- _TASK OBJECTIVE_:
Reproduce each of the items below word for word, without changing anything.

-- Start of DATA TO USE --

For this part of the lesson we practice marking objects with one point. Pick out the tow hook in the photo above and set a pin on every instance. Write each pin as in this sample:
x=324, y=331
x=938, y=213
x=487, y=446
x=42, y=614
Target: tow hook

-- End of DATA TO USE --

- _WRITTEN SOLUTION_:
For this part of the lesson we practice marking objects with one point. Pick out the tow hook in the photo above and set a pin on every instance. Write each pin as in this sample:
x=324, y=331
x=938, y=213
x=487, y=446
x=42, y=614
Target: tow hook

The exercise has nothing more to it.